%%

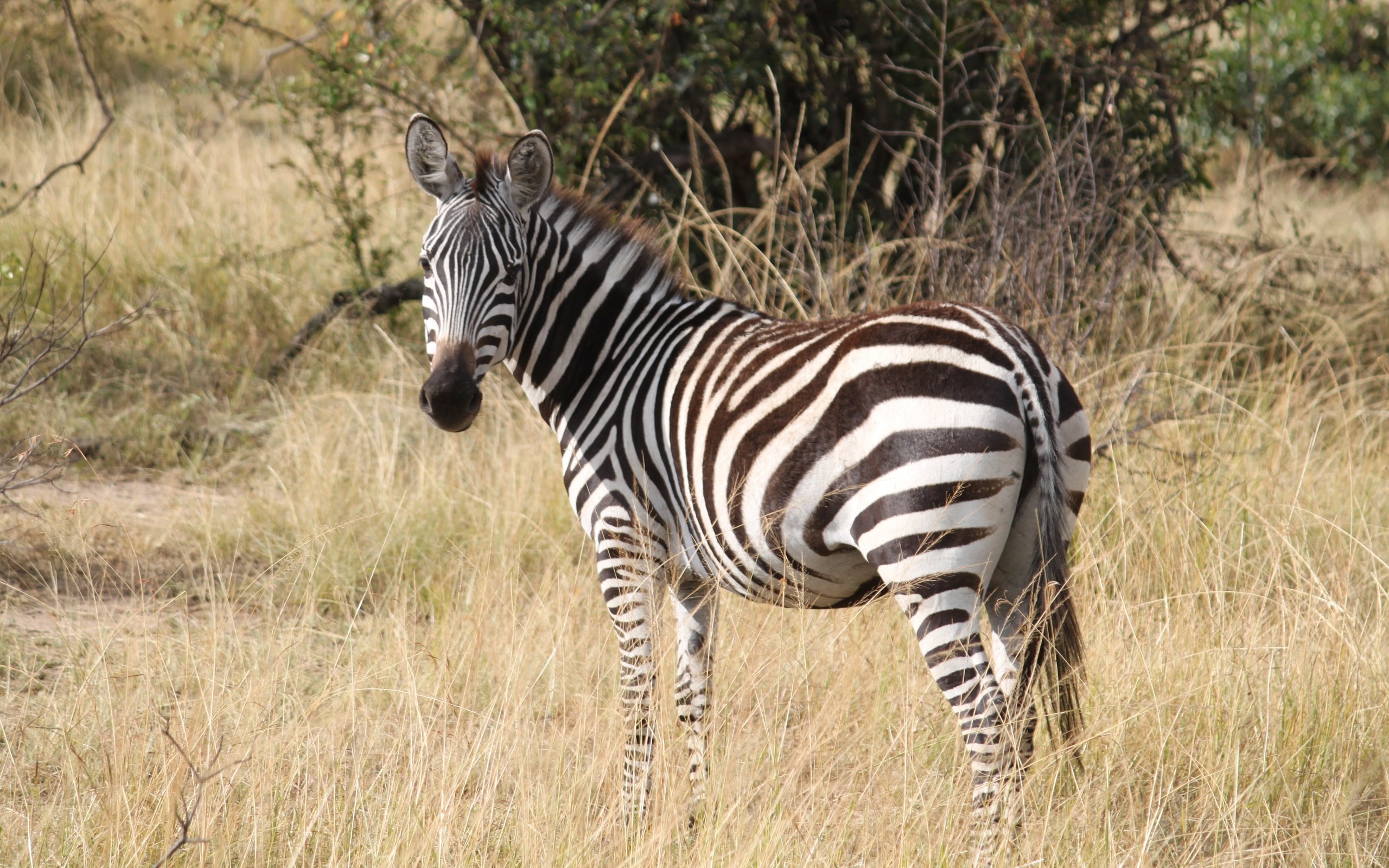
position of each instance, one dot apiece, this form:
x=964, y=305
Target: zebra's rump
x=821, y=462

%%
%%

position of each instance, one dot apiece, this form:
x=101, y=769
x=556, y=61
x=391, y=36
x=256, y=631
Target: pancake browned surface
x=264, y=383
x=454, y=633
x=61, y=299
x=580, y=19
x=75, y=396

%%
%%

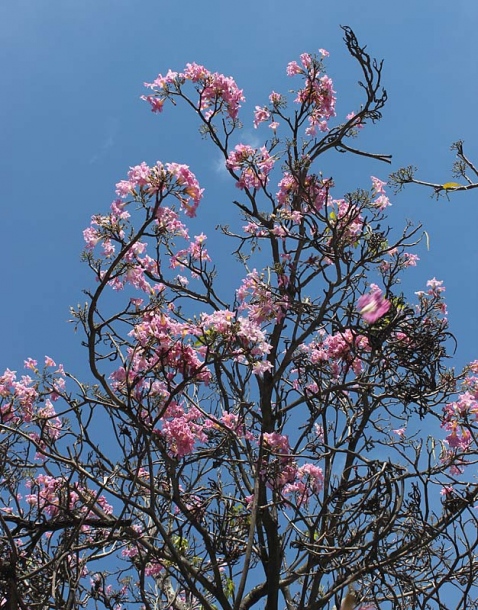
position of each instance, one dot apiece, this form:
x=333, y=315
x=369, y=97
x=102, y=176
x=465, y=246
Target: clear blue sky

%%

Count the lines in the data above that contain the string "Target", treating uppercase and lowercase letters as distinct, and give only the number.

- Solution to the problem -
3